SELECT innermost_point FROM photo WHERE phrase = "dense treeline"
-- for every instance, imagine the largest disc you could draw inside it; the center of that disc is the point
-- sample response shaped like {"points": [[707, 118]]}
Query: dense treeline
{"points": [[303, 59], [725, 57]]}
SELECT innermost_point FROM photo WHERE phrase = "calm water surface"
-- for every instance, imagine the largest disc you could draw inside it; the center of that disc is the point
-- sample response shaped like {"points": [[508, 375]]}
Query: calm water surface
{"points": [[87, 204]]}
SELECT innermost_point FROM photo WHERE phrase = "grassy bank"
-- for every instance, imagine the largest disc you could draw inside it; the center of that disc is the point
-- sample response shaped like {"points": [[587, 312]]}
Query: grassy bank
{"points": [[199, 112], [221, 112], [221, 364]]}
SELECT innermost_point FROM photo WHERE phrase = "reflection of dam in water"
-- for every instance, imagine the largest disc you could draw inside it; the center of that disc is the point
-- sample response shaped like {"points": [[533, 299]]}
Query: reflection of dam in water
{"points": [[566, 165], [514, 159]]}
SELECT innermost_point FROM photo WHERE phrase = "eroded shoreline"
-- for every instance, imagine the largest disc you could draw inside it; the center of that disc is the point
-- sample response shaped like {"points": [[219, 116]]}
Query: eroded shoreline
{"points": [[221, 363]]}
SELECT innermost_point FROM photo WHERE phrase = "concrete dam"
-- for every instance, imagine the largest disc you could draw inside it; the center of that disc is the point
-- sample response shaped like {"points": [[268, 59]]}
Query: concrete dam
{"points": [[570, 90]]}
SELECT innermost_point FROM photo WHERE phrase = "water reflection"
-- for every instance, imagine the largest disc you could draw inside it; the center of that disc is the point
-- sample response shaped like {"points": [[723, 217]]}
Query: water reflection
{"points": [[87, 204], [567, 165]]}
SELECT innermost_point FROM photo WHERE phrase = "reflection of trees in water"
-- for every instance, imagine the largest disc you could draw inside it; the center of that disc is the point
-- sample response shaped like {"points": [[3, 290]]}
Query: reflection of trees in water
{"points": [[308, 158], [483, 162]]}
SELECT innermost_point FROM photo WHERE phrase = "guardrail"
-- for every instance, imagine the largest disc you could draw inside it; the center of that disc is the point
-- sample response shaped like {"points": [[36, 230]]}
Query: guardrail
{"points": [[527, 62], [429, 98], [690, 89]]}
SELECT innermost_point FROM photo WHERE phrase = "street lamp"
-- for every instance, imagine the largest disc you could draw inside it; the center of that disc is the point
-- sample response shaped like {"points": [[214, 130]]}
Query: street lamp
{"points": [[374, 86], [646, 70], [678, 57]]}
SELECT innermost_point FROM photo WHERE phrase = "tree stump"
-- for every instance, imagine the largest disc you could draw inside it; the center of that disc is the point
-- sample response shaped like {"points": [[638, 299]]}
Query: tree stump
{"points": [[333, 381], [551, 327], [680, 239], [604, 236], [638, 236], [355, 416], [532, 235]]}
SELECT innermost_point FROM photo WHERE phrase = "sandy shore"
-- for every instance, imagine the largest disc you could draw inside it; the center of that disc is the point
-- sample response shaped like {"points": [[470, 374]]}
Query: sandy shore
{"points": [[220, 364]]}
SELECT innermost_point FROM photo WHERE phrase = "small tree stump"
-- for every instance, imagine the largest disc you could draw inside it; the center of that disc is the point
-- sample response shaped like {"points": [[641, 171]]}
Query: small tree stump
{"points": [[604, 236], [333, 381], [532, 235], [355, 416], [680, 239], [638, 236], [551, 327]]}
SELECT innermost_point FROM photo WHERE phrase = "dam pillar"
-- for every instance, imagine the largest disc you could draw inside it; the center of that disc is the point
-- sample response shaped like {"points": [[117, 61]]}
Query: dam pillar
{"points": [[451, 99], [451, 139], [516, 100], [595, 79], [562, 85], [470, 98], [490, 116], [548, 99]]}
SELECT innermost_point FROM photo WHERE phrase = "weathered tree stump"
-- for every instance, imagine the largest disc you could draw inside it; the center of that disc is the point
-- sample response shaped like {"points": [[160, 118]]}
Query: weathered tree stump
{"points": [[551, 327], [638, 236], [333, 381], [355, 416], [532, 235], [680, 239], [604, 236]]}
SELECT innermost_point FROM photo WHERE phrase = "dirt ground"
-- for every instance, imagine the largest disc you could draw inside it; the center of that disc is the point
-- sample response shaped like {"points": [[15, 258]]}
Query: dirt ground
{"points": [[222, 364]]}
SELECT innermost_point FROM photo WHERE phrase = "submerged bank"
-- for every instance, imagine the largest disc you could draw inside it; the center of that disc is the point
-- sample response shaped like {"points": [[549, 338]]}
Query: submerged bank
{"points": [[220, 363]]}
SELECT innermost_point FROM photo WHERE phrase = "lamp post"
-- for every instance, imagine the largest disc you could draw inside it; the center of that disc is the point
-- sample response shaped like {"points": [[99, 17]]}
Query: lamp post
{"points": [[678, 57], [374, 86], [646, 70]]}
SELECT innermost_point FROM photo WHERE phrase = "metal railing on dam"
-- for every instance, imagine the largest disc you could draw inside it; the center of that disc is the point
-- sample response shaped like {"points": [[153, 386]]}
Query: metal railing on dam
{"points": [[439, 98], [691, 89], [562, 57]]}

== Exercise directions ==
Repeat every line of the data, exactly and in full.

== Answer to this exercise ==
SELECT innermost_point FROM photo WHERE phrase = "dense treeline"
-- for every instance, imagine the largest disc you could draw inside it; the center of that disc is the point
-- sample response shaped like {"points": [[707, 118]]}
Query: dense treeline
{"points": [[303, 59], [725, 57]]}
SELECT innermost_point FROM photo WHERE phrase = "calm water surface"
-- for every instance, imagine the largest disc you could draw inside it; the center of that disc is the point
-- sample response shaped like {"points": [[508, 375]]}
Query: calm water surface
{"points": [[87, 204]]}
SELECT innermost_point FROM photo WHERE phrase = "grassy bank"
-- for every instance, imagine the largest disc you could draw inside it; the center of that disc is the point
-- sample response shaped like {"points": [[587, 312]]}
Query: grassy bank
{"points": [[199, 112], [221, 112], [221, 364]]}
SELECT innermost_point FROM photo WHERE phrase = "reflection of dam in water"
-- for every instance, imagine the largest disc you could draw inside it; the center of that disc is the point
-- sample response shaped like {"points": [[533, 299]]}
Query: reflection of dam in water
{"points": [[566, 165], [514, 159]]}
SELECT innermost_point FROM photo WHERE phrase = "eroded shoreline"
-- for every instance, imagine the largest disc you could draw inside it; the center of that disc is the point
-- sample response shaped like {"points": [[219, 116]]}
Query: eroded shoreline
{"points": [[221, 363]]}
SELECT innermost_point FROM photo WHERE phrase = "concrete dam"
-- for every instance, imagine the largest disc you could draw inside it; the center of that disc is the point
-- sample response shaped like {"points": [[268, 59]]}
Query: concrete dam
{"points": [[570, 90]]}
SELECT innermost_point FROM photo WHERE phrase = "water reflection"
-- for every instance, imagine the largest disc you could draw inside it; the center of that disc is the point
-- sample response shaped like {"points": [[723, 217]]}
Query: water reflection
{"points": [[87, 204], [567, 165]]}
SELECT innermost_point FROM photo WHERE phrase = "reflection of trees in water"
-- for every instance, imagine the largest disc you could draw inside it; the center of that disc is the point
-- sample response shaped like {"points": [[3, 290]]}
Query: reflection of trees in water
{"points": [[308, 158], [483, 162]]}
SELECT innermost_point FROM photo WHERE phrase = "guardrail"
-- for every instance, imagine the largest disc you could draw inside it; the center of that disc is the point
-- sample response shaped like {"points": [[36, 230]]}
Query: guardrail
{"points": [[527, 62], [429, 98], [690, 89]]}
SELECT innermost_point FROM photo WHERE phrase = "street lamp"
-- for every instance, imagine the largest disc you could draw inside it; the center of that disc is the point
-- sample response shaped like {"points": [[214, 130]]}
Query: street lamp
{"points": [[374, 86], [646, 70], [678, 57]]}
SELECT innermost_point FROM photo WHERE phrase = "tree stump"
-- for every instance, imagine the largest disc you could draw inside it; the center of that disc is the point
-- sample response shaped like {"points": [[638, 299]]}
Query: tree stump
{"points": [[333, 381], [551, 327], [680, 239], [604, 236], [638, 236], [355, 416], [532, 235]]}
SELECT innermost_point FROM photo WHERE phrase = "sandy shore"
-- for every instance, imagine the largest disc you could draw inside it; the center of that disc is the point
-- sample response shaped like {"points": [[470, 374]]}
Query: sandy shore
{"points": [[220, 364]]}
SELECT innermost_point FROM photo WHERE phrase = "small tree stump"
-- for every instance, imagine the largest disc you could draw inside it; the center of that disc is the point
-- sample response shaped like {"points": [[641, 171]]}
Query: small tree stump
{"points": [[604, 236], [333, 381], [532, 235], [355, 416], [680, 239], [638, 236], [551, 327]]}
SELECT innermost_point FROM photo WHERE phrase = "dam pillar"
-- for every instance, imagine the largest disc you could draw inside it; the center of that disc is the point
-- sample response shaped like {"points": [[117, 61]]}
Query: dam pillar
{"points": [[451, 99], [451, 139], [516, 100], [595, 79], [562, 85], [470, 98], [490, 116], [548, 99]]}
SELECT innermost_point FROM photo WHERE phrase = "weathered tree stump"
-- for every instance, imagine the largest disc you could draw inside it; the center of that disc is the point
-- sample response shaped like {"points": [[160, 118]]}
Query: weathered tree stump
{"points": [[551, 327], [638, 236], [333, 381], [355, 416], [532, 235], [680, 239], [604, 236]]}
SELECT innermost_point FROM photo WHERE phrase = "dirt ground"
-- for every instance, imagine the largest disc you could draw inside it; the center of that disc is the point
-- sample response shaped like {"points": [[15, 258]]}
Query: dirt ground
{"points": [[222, 364]]}
SELECT innermost_point FROM photo WHERE phrase = "submerged bank"
-- for every instance, imagine the largest disc you could draw inside it; the center of that disc is the point
-- sample response shaped like {"points": [[549, 338]]}
Query: submerged bank
{"points": [[220, 363]]}
SELECT innermost_point FROM photo WHERE phrase = "lamp post"
-- for every instance, imagine the largest disc you could draw inside it; the center of that disc is the point
-- sample response shaped like {"points": [[99, 17]]}
Query: lamp post
{"points": [[678, 57], [374, 86], [646, 70]]}
SELECT innermost_point FROM photo WHERE phrase = "metal railing on dam"
-- for every instance, imagine the largest disc you could draw inside it; the center of that disc is the point
-- sample response shaped like {"points": [[153, 386]]}
Query: metal railing on dam
{"points": [[439, 98], [691, 89], [562, 57]]}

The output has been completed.